WHAT THE EXERCISE ASKS:
Repeat each entry word for word. Leave any images out of the copy.

PROVIDED MATERIAL:
--------------------------------------------------

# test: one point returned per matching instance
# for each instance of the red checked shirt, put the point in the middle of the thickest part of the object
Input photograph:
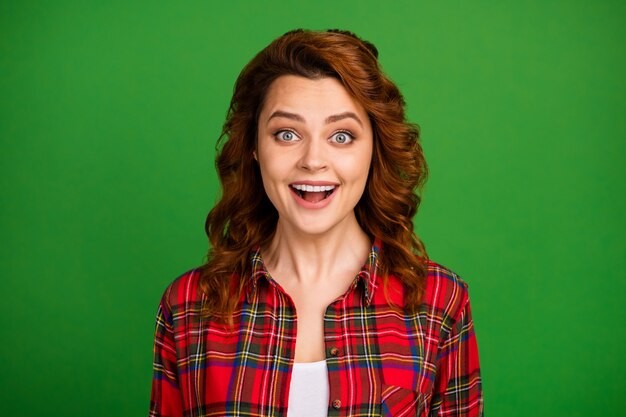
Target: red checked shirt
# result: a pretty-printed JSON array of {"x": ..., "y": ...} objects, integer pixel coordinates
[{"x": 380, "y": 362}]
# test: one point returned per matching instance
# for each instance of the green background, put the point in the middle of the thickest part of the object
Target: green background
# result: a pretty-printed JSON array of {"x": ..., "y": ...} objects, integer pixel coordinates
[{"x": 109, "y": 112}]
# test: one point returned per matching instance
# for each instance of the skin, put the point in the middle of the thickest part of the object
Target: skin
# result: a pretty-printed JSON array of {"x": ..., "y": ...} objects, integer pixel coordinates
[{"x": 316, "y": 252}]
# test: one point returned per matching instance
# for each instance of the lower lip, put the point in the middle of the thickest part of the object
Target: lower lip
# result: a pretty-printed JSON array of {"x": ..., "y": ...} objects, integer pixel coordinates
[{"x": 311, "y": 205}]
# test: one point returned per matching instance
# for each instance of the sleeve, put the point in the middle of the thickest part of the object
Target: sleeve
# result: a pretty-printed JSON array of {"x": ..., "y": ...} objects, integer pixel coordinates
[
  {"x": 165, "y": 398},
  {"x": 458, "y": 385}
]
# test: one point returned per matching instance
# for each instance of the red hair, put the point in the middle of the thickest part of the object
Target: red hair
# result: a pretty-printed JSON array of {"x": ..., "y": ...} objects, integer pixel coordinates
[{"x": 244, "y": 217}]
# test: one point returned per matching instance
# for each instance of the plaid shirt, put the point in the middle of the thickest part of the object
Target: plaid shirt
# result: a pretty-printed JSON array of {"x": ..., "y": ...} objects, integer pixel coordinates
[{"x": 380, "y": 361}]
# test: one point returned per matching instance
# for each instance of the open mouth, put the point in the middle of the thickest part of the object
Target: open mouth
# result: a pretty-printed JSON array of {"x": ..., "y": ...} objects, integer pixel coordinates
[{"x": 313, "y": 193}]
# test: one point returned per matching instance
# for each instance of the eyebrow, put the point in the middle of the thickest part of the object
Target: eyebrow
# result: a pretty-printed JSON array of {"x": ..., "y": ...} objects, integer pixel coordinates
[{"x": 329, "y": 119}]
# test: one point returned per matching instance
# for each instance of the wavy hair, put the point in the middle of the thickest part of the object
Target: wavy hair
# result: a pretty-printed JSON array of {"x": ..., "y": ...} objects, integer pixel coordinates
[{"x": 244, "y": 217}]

--------------------------------------------------

EXERCISE OUTPUT:
# test: one point returned per matching instance
# for each instance of the red checked shirt, put the point in the middle of the thickest part of the object
Input photograph:
Target: red checked shirt
# result: a pretty-printed JSON array of {"x": ..., "y": ...} objects, integer pixel coordinates
[{"x": 380, "y": 362}]
# test: one point returned per matching instance
# for each instance of the green background, put the point in the middle of the thickest part of the object
Target: green background
# result: a pretty-printed JSON array of {"x": ..., "y": ...} objects, integer pixel coordinates
[{"x": 109, "y": 112}]
# test: one point returned per matching instance
# for each instance of the skin, put the point in the middle of the thickest part of the object
Target: skin
# result: a pretty-printed JSON array of {"x": ..., "y": ...} objects, integer pixel coordinates
[{"x": 316, "y": 252}]
# test: one point returned per matching instance
# for each instance of the lower lip, put the point in the middle of the thickest part of the object
Target: lower lip
# result: a pretty-printed JSON array of {"x": ..., "y": ...} objects, integer pixel coordinates
[{"x": 311, "y": 205}]
# test: one point returned per matching instance
# for each instance of the sleeve, put the point in the middle of the thickest part of the object
Target: sleeve
# result: a pretty-printed JSON array of {"x": ..., "y": ...} objects, integer pixel coordinates
[
  {"x": 165, "y": 398},
  {"x": 458, "y": 385}
]
# test: one point returned per matching instance
# for each instance of the red hair, put the point in the middle of the thickest part of the object
Target: red hair
# result: a pretty-printed JSON array of {"x": ..., "y": ...} objects, integer pixel coordinates
[{"x": 244, "y": 217}]
# test: one point returned per matching instance
# for each instance of the plaid shirt, put the point in the middle of the thickest part of the object
Target: plaid shirt
# result: a pretty-printed JSON array of {"x": ..., "y": ...} objects, integer pixel coordinates
[{"x": 380, "y": 361}]
# test: one point returned per matching instance
# for each instance of the open mouth, put the point in the middle of the thickest part of the object
Target: open mouth
# result: a pretty-printed JSON array of {"x": ..., "y": ...} objects, integer pixel coordinates
[{"x": 313, "y": 193}]
# test: one point returned per matching instance
# for each instance of the eyebrow, put the point in the middle of the thickest part of the object
Target: eyebrow
# result: a pretty-printed JSON array of {"x": ..., "y": ...} objects, integer pixel coordinates
[{"x": 329, "y": 119}]
# test: one point returned per matching instance
# for each instance of the wavy hair, put the point in the middle of the thickest part of the object
Target: wavy hair
# result: a pretty-printed JSON array of {"x": ..., "y": ...} objects, integer pixel coordinates
[{"x": 244, "y": 217}]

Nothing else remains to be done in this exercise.